***** SUPPLIED MATERIAL *****

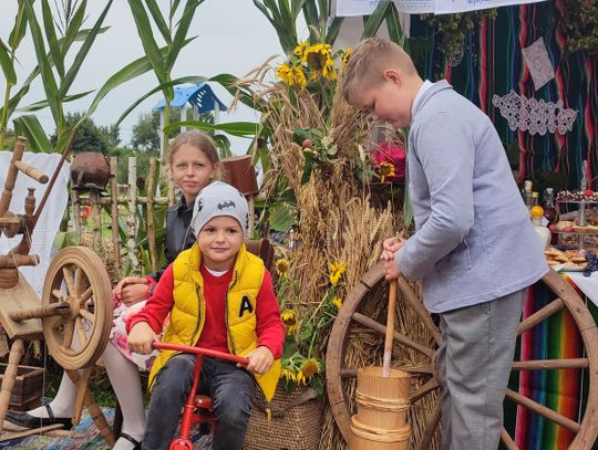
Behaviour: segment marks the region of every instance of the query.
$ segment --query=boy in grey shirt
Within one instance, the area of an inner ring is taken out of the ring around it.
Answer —
[[[421,279],[439,313],[443,450],[494,450],[527,287],[548,271],[489,118],[446,81],[432,84],[381,39],[361,42],[343,96],[394,127],[410,126],[409,240],[384,241],[386,280]]]

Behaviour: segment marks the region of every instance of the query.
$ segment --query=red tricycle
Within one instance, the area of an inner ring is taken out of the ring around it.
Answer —
[[[175,350],[182,353],[194,353],[197,355],[195,359],[195,368],[193,370],[193,387],[187,396],[185,406],[183,407],[183,418],[181,419],[181,432],[177,438],[171,442],[168,450],[193,450],[190,441],[190,427],[194,423],[209,423],[212,426],[212,436],[216,427],[216,417],[213,414],[212,398],[208,396],[196,395],[197,386],[199,385],[199,374],[202,373],[202,364],[204,356],[229,360],[233,363],[247,366],[249,359],[240,356],[230,355],[228,353],[210,350],[208,348],[192,347],[188,345],[175,345],[161,342],[153,343],[154,348],[159,350]]]

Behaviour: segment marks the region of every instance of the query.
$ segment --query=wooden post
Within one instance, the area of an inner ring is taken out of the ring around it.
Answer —
[[[93,250],[97,251],[102,247],[102,206],[100,205],[100,192],[97,189],[90,189],[90,201],[92,205],[92,234]]]
[[[390,363],[392,358],[392,338],[394,335],[394,312],[396,308],[396,280],[392,280],[389,291],[389,314],[386,316],[386,337],[384,339],[384,360],[382,376],[390,377]]]
[[[150,176],[147,177],[147,243],[150,247],[150,263],[152,272],[157,270],[156,250],[156,210],[154,208],[154,192],[156,190],[156,158],[150,158]]]
[[[18,338],[12,343],[9,354],[9,363],[7,371],[2,378],[2,387],[0,390],[0,430],[4,425],[4,415],[10,402],[10,394],[12,393],[12,386],[14,386],[14,378],[17,377],[17,370],[19,369],[19,363],[23,355],[23,339]]]
[[[135,212],[137,208],[137,158],[128,157],[128,210],[126,214],[126,248],[128,263],[133,273],[140,274],[140,260],[137,259],[137,244],[135,242]]]
[[[116,179],[116,157],[110,158],[110,210],[112,216],[112,247],[114,248],[114,270],[118,280],[121,271],[121,236],[118,233],[118,180]]]
[[[73,229],[81,232],[81,199],[79,198],[79,191],[71,189],[71,210],[73,219]]]

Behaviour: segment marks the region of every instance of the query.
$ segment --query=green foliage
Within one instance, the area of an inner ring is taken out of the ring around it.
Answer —
[[[598,3],[596,0],[564,0],[563,21],[569,52],[598,53]]]
[[[131,146],[138,151],[159,151],[159,113],[140,114],[133,125]]]
[[[421,19],[434,27],[436,33],[442,36],[439,49],[446,56],[450,56],[462,51],[467,33],[476,24],[481,23],[484,18],[495,19],[496,15],[495,9],[486,9],[456,14],[422,14]]]
[[[70,132],[78,126],[71,154],[76,155],[81,151],[100,151],[105,154],[109,149],[106,135],[102,133],[93,119],[83,118],[83,116],[84,113],[68,113],[64,116],[64,132]],[[58,143],[58,133],[59,130],[56,129],[50,136],[52,146],[55,146]]]

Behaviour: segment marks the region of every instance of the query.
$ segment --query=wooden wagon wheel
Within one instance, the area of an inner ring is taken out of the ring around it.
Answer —
[[[589,390],[585,415],[580,422],[576,422],[513,390],[507,390],[505,401],[514,401],[516,405],[529,409],[558,426],[570,430],[575,435],[575,439],[569,449],[589,449],[598,436],[598,393],[596,390],[598,383],[598,331],[596,322],[577,292],[558,273],[550,270],[544,276],[543,282],[556,294],[556,297],[548,305],[525,318],[519,324],[518,335],[520,336],[524,332],[565,307],[571,314],[579,329],[586,357],[575,359],[515,360],[512,370],[586,368],[588,370]],[[379,334],[381,336],[380,341],[383,341],[384,324],[364,314],[363,306],[368,300],[372,300],[372,295],[382,292],[384,284],[383,266],[379,263],[361,278],[360,282],[347,296],[334,321],[328,343],[326,365],[328,398],[334,420],[346,441],[351,436],[352,395],[350,390],[354,388],[354,377],[357,375],[357,367],[347,367],[347,348],[352,339],[352,329],[358,327]],[[395,328],[395,343],[406,352],[419,354],[420,360],[424,360],[424,363],[408,366],[393,365],[396,368],[410,371],[417,380],[415,390],[410,396],[412,405],[416,406],[424,399],[432,397],[432,401],[425,408],[427,411],[425,415],[425,428],[419,432],[417,440],[415,441],[415,448],[426,450],[431,448],[431,442],[440,428],[441,419],[440,383],[434,369],[440,333],[408,282],[400,280],[399,290],[402,294],[403,301],[401,303],[403,307],[410,308],[412,317],[419,320],[416,326],[423,329],[425,332],[424,334],[429,336],[427,342],[422,343],[408,336],[405,333],[398,332]],[[501,440],[507,449],[518,449],[504,428],[501,433]]]
[[[43,318],[43,335],[52,357],[65,369],[92,366],[104,352],[114,304],[104,262],[85,247],[69,247],[52,260],[42,303],[66,302],[71,313]],[[73,346],[75,338],[79,345]]]

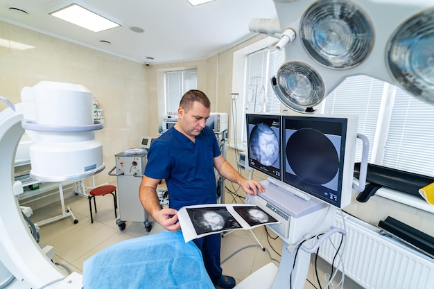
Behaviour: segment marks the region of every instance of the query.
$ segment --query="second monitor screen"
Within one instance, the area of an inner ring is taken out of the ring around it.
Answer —
[[[281,116],[247,114],[249,166],[281,180]]]

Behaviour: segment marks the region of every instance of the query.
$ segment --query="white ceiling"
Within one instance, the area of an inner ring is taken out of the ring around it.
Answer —
[[[277,17],[272,0],[215,0],[195,7],[186,0],[0,2],[0,20],[139,62],[153,58],[151,64],[207,58],[252,36],[248,29],[252,18]],[[120,20],[122,26],[94,33],[48,14],[53,7],[72,2]],[[10,10],[11,6],[28,14]],[[130,26],[145,31],[134,33]]]

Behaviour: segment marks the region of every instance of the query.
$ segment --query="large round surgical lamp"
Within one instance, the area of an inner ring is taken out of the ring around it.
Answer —
[[[10,274],[12,288],[58,288],[64,275],[24,225],[17,198],[22,184],[13,175],[17,148],[25,128],[34,142],[30,157],[35,179],[83,179],[105,168],[102,143],[93,132],[103,125],[94,121],[92,94],[81,85],[41,82],[21,91],[22,103],[0,100],[8,106],[0,112],[0,276]]]
[[[434,9],[406,20],[386,50],[392,76],[418,98],[434,103]]]
[[[354,3],[323,0],[312,4],[302,17],[300,37],[311,58],[327,68],[349,69],[369,55],[374,33],[365,13]],[[277,97],[289,108],[306,114],[325,98],[320,73],[306,63],[290,62],[271,78]]]
[[[374,44],[372,25],[359,7],[347,1],[320,1],[300,23],[302,44],[312,58],[327,67],[347,69],[362,62]]]

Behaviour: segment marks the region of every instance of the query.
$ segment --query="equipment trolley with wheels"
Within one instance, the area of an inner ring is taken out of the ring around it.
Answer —
[[[119,219],[116,220],[121,231],[126,227],[125,222],[143,222],[146,231],[152,229],[152,222],[139,199],[140,183],[146,166],[146,150],[125,150],[114,155],[116,166],[110,175],[115,175],[117,180]],[[112,172],[116,169],[116,174]]]

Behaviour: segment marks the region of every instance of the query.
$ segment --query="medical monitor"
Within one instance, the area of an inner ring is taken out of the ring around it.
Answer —
[[[282,181],[338,208],[351,202],[356,116],[282,116]]]
[[[281,116],[246,114],[248,166],[281,180]]]
[[[141,137],[140,139],[140,148],[146,148],[147,150],[150,147],[150,143],[153,142],[153,138],[150,137]]]

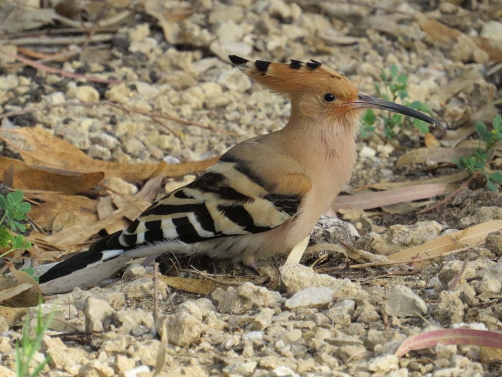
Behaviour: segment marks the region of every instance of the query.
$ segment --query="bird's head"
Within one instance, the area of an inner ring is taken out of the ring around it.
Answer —
[[[364,108],[399,113],[438,126],[441,122],[405,106],[357,92],[343,75],[315,60],[289,64],[257,60],[253,62],[231,55],[230,61],[247,76],[268,90],[291,101],[293,111],[315,119],[347,118],[358,126],[359,112]]]

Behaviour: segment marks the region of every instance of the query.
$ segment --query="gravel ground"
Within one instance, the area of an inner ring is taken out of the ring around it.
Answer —
[[[30,67],[4,70],[0,110],[106,99],[209,129],[167,120],[159,125],[103,105],[51,107],[4,118],[2,128],[42,128],[89,157],[108,161],[170,163],[213,157],[280,129],[290,110],[286,100],[267,93],[229,64],[229,54],[272,61],[313,59],[343,72],[369,95],[375,95],[381,70],[396,64],[408,76],[412,100],[427,103],[449,125],[500,97],[499,77],[487,74],[491,66],[486,52],[466,42],[438,43],[418,21],[427,15],[466,35],[501,43],[499,1],[163,3],[166,9],[187,6],[189,14],[163,28],[162,20],[139,12],[109,43],[89,44],[60,67],[123,82],[79,82]],[[15,53],[9,48],[0,45]],[[470,84],[447,101],[437,95],[468,70],[478,73]],[[488,123],[492,117],[481,120]],[[441,132],[434,131],[438,138]],[[400,141],[417,146],[421,140],[410,131]],[[434,175],[417,166],[395,171],[402,150],[375,136],[360,138],[358,147],[364,153],[351,187]],[[10,149],[4,154],[16,155]],[[165,190],[194,178],[169,178]],[[500,194],[472,188],[446,210],[429,215],[379,213],[352,219],[361,237],[351,241],[362,248],[377,239],[381,242],[376,251],[388,254],[452,229],[502,219]],[[324,229],[317,232],[338,237],[330,222],[334,220],[324,221]],[[163,372],[168,376],[499,375],[502,356],[486,356],[476,346],[438,345],[401,358],[393,354],[407,338],[430,330],[502,329],[502,262],[497,261],[502,241],[499,231],[490,237],[485,247],[430,261],[420,273],[408,276],[389,276],[387,270],[374,267],[328,275],[287,265],[279,268],[277,290],[248,282],[218,287],[206,296],[159,281],[156,321],[151,268],[133,265],[121,281],[47,298],[44,310],[56,306],[59,331],[48,331],[43,340],[41,352],[52,358],[42,375],[139,375],[156,364],[164,325],[169,344]],[[455,289],[449,291],[461,271]],[[13,350],[21,332],[1,323],[0,330],[6,334],[0,338],[0,375],[14,375],[8,369],[14,370]],[[62,334],[63,330],[69,332]]]

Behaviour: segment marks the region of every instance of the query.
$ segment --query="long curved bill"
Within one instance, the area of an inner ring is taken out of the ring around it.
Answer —
[[[347,104],[347,105],[352,109],[380,109],[382,110],[392,111],[394,113],[399,113],[403,115],[419,119],[421,121],[435,125],[441,128],[444,127],[443,123],[439,121],[428,117],[425,114],[414,110],[413,109],[370,96],[365,96],[358,93],[357,99],[351,104]]]

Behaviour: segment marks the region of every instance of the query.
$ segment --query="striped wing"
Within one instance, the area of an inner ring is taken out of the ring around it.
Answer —
[[[310,181],[292,174],[275,177],[276,183],[267,181],[249,165],[224,155],[203,175],[166,195],[123,231],[96,241],[90,250],[128,250],[166,241],[194,243],[265,232],[290,220],[312,187]]]

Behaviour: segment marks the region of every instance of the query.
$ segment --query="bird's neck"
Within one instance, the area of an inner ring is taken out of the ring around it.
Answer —
[[[356,114],[351,115],[355,116],[335,120],[292,116],[280,131],[290,155],[302,161],[304,174],[325,196],[321,207],[331,204],[352,175],[359,119]]]
[[[355,136],[359,129],[357,114],[342,114],[336,118],[301,117],[292,114],[288,123],[281,130],[283,137],[292,147],[297,147],[294,153],[311,154],[316,159],[335,160],[354,158]]]

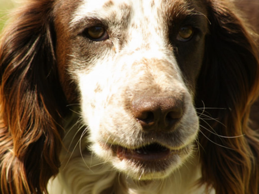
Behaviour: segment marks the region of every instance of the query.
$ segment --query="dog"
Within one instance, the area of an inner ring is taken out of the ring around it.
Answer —
[[[0,41],[1,193],[259,193],[258,36],[232,2],[26,2]]]

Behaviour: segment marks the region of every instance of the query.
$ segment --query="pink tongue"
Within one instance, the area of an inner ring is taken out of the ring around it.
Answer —
[[[143,161],[152,161],[166,159],[170,153],[170,150],[164,147],[154,150],[146,149],[145,148],[130,150],[118,146],[116,152],[117,156],[120,160],[124,158],[134,159]]]

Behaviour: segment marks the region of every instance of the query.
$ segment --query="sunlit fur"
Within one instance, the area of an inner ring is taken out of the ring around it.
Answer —
[[[259,193],[256,26],[232,1],[26,1],[0,40],[0,193]],[[140,96],[182,115],[147,132]],[[155,165],[113,149],[154,142],[175,151]]]

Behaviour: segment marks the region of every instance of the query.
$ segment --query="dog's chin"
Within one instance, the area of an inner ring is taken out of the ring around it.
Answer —
[[[137,148],[101,143],[96,144],[94,147],[96,153],[111,162],[119,172],[139,180],[168,176],[183,163],[191,154],[194,147],[190,144],[172,149],[157,143]]]

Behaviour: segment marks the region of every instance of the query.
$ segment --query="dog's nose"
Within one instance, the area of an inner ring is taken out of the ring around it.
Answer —
[[[133,115],[145,130],[173,130],[183,109],[181,99],[155,95],[135,97],[132,106]]]

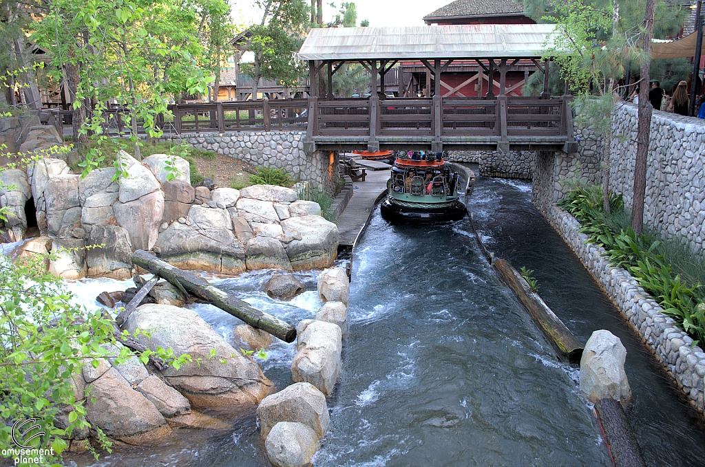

*****

=== GOAL ===
List, copied in full, each line of the data above that contains the word "wooden".

=== TASK SOLUTION ===
$ segment --query=wooden post
$ segment --query=wooden wagon wheel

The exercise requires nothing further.